Point-per-instance localization data
_____

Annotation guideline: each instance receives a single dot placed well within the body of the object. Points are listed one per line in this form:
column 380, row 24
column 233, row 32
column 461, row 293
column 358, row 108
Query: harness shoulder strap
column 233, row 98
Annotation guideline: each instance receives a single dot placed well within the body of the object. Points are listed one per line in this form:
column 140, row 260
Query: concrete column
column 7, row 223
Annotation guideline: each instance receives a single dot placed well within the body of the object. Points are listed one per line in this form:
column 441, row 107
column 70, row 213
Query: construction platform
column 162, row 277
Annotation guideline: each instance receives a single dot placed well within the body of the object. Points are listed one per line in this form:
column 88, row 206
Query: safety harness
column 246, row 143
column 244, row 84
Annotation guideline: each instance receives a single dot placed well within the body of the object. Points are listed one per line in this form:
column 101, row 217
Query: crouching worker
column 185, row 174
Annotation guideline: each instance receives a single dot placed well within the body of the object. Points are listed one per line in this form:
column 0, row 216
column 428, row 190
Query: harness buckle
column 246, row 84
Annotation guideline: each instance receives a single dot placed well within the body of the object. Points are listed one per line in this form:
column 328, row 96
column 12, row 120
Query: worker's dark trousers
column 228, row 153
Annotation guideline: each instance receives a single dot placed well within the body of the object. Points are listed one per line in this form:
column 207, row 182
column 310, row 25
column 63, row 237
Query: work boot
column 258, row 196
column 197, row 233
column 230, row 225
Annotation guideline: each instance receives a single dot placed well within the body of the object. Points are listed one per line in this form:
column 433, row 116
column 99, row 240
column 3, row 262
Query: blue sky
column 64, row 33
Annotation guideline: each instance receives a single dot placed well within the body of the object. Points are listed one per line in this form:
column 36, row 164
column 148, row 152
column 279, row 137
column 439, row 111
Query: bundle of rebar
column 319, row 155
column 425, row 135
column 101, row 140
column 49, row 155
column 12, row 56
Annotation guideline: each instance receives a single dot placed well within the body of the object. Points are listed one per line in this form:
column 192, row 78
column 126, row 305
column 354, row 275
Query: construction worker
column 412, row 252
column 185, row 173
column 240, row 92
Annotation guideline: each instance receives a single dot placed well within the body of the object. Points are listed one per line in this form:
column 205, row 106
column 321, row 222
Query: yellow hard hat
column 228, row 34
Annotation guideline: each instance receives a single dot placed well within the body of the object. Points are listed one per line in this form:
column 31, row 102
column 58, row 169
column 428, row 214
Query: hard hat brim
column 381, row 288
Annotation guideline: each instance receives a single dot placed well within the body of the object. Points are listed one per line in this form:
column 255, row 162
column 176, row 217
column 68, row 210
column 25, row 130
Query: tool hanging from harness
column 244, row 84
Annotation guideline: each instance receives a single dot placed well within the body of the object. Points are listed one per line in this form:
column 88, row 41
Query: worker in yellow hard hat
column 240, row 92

_____

Print out the data exactly once more.

# Answer to this task
Annotation guideline: each instance receives a single dot placed well within the body of the object. Points are listed one per line in this form:
column 380, row 24
column 233, row 32
column 461, row 293
column 358, row 108
Query: harness shoulder strap
column 233, row 98
Annotation guideline: each instance receives a single dot placed well within the body of the object. Points are listed one per line in this form:
column 140, row 260
Query: concrete column
column 7, row 223
Annotation guideline: each instance receives a single dot placed well within the body of the object. Points are listed one per line in this form:
column 441, row 107
column 70, row 213
Query: construction platform
column 162, row 277
Annotation guideline: each instance receives a single dot placed well within the body of the object. Points are listed one per line in this form:
column 88, row 206
Query: safety harness
column 246, row 143
column 244, row 84
Annotation guideline: each instance receives a single dot placed well within the body of the object. Points are listed one per line in this form:
column 101, row 217
Query: crouching worker
column 185, row 174
Annotation guideline: each instance receives a single dot placed well within the body of the object. Points are listed one per line in this form:
column 0, row 216
column 428, row 190
Query: harness buckle
column 246, row 84
Annotation guideline: each instance receives a single dot placed well within the body of the object. Points are listed one per line in this form:
column 328, row 96
column 12, row 120
Query: worker's dark trousers
column 228, row 153
Annotation guideline: each instance receives a single dot placed well within the body of the object. Points are listed one per line in this form:
column 207, row 182
column 310, row 25
column 63, row 237
Query: work boot
column 258, row 196
column 197, row 233
column 230, row 225
Annotation guideline: each instance receives a single dot placed well within the body of the object. Points are listed one per line in this form:
column 433, row 116
column 99, row 240
column 3, row 262
Query: blue sky
column 64, row 33
Annotation guideline: each instance receives a single dot placed well within the body of the object. Points are listed one per line in this form:
column 36, row 164
column 148, row 152
column 279, row 137
column 439, row 111
Query: bundle of rebar
column 319, row 155
column 425, row 135
column 101, row 140
column 49, row 155
column 12, row 56
Annotation guideline: each instance receives a single dot placed well within the body of the object. Points are listed one per line in this form:
column 192, row 78
column 126, row 305
column 354, row 275
Query: construction worker
column 412, row 252
column 185, row 173
column 240, row 92
Annotation guideline: each instance receives a single dot placed well within the body of the object. Points are listed one per line in this form:
column 205, row 106
column 321, row 222
Query: yellow hard hat
column 228, row 34
Annotation guideline: each instance receives a single dot placed well within the body of the object. Points are listed one per line in this form:
column 31, row 102
column 58, row 169
column 428, row 214
Query: hard hat brim
column 381, row 288
Annotation guideline: each instance receives a single dot placed well within the body of the object. Points are listed one per line in this form:
column 255, row 162
column 176, row 217
column 68, row 210
column 25, row 130
Query: tool hanging from harness
column 244, row 84
Annotation guideline: each instance receives a single dot placed well within the body of the object. Points are listed one per line in this form:
column 88, row 41
Query: worker in yellow hard hat
column 240, row 92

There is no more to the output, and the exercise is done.